Toronto Grandmothers to Colonizers: “Hands Off Our Anishnawbe”

Toronto – June 3, 2018 –  Anishnawbe Health Foundation President Diane Gray and Executive Director Julie Cookson are being accused of perpetrating fraud against the people of Toronto through claiming to support the Indigenous community while consciously cultivating long-term fiduciary relationships with Toronto Dominion Bank, the major stakeholder in the Kinder Morgan-TransCanada pipeline and other major banking institutions, according to Kandace Keithley, co-founder of the Toronto Council of Wise Women – The Grandmothers.

Additionally the two women are the subject of an extended investigation sparked in January, 2018 by complaints of human rights abuses and employment contract violations by Indigenous workers who are patients of the Anishnawbe Health Toronto clinics and protected by federal and provincial privacy laws.

Last week, Ms. Cookson and Anishnawbe Health Foundation President Diane Gray took the extraordinary step of threatening to have The Grandmothers forcibly removed from The Anglican Diocese of Toronto’s St. James Cathedral Centre if they attempt to bring the Indigenous community’s concerns to Indigenous leaders invited to attend a $100/ticket silent auction scheduled for this Wednesday, June 6.
————
INSTRUCTIONS
(a) According to the article, who co-founded the Toronto Council of Wise Women – The Grandmothers?
(b) Retype the part of the article that opens with the words containing "Additionally the two" and closes with "Wednesday, June 6.".
The lines that come next have no connection to the article.

MATERIAL PROVIDED
————
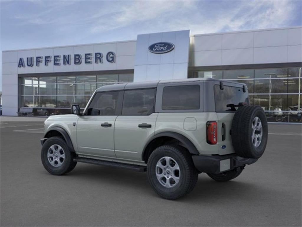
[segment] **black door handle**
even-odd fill
[[[225,140],[226,139],[226,124],[222,123],[222,131],[223,134],[222,134],[222,141]]]
[[[139,128],[151,128],[151,125],[146,123],[143,123],[138,125]]]
[[[105,122],[101,124],[101,126],[102,127],[111,127],[112,124],[108,122]]]

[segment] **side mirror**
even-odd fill
[[[71,113],[73,114],[80,115],[80,106],[77,104],[71,105]]]

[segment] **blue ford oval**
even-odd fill
[[[167,42],[161,42],[150,45],[148,49],[150,52],[154,54],[163,54],[171,51],[174,49],[173,43]]]

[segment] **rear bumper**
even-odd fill
[[[236,154],[225,155],[204,156],[193,155],[194,165],[200,172],[210,173],[220,173],[245,165],[250,165],[258,159],[246,158]]]

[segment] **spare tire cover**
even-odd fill
[[[243,106],[236,111],[232,124],[232,141],[239,156],[259,158],[263,154],[268,139],[267,121],[259,106]]]

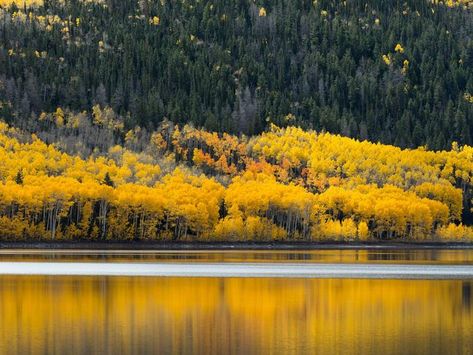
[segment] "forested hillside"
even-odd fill
[[[0,124],[0,239],[473,238],[462,224],[469,146],[401,150],[276,126],[248,139],[164,122],[142,152],[130,148],[81,158]]]
[[[0,4],[0,117],[31,132],[43,112],[91,120],[98,105],[125,131],[168,119],[246,135],[274,123],[400,147],[472,143],[471,1]]]

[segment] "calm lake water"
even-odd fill
[[[0,262],[472,265],[473,250],[0,252]],[[0,354],[470,354],[473,280],[0,276]]]

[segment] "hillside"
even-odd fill
[[[66,119],[63,122],[67,126]],[[471,240],[473,148],[165,122],[89,157],[0,126],[3,240]]]
[[[0,117],[109,106],[126,131],[168,119],[276,124],[399,147],[473,139],[471,1],[1,0]]]

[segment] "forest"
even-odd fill
[[[473,240],[473,3],[0,0],[0,240]]]
[[[109,106],[255,135],[401,148],[473,139],[471,0],[0,0],[0,116]]]
[[[54,116],[51,117],[54,119]],[[68,126],[75,117],[57,116]],[[94,125],[99,123],[94,123]],[[73,127],[73,125],[72,125]],[[67,128],[64,128],[67,129]],[[77,128],[70,128],[75,130]],[[0,125],[2,240],[472,240],[473,148],[164,122],[88,157]]]

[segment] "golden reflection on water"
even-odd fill
[[[467,354],[473,280],[0,277],[0,354]]]
[[[471,249],[329,249],[234,251],[0,250],[0,261],[320,262],[473,264]]]

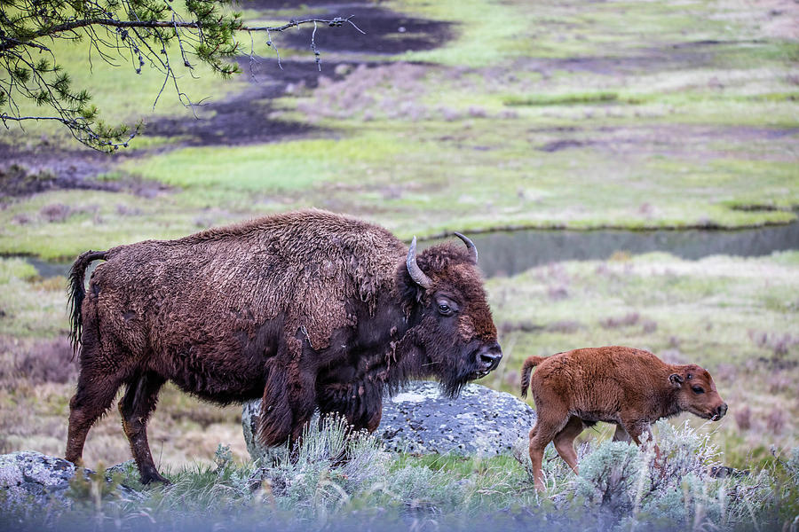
————
RESULTS BY TASK
(a) Kandace Keithley

(b)
Additionally the two women are the subject of an extended investigation sparked in January, 2018 by complaints of human rights abuses and employment contract violations by Indigenous workers who are patients of the Anishnawbe Health Toronto clinics and protected by federal and provincial privacy laws.

Last week, Ms. Cookson and Anishnawbe Health Foundation President Diane Gray took the extraordinary step of threatening to have The Grandmothers forcibly removed from The Anglican Diocese of Toronto’s St. James Cathedral Centre if they attempt to bring the Indigenous community’s concerns to Indigenous leaders invited to attend a $100/ticket silent auction scheduled for this Wednesday, June 6.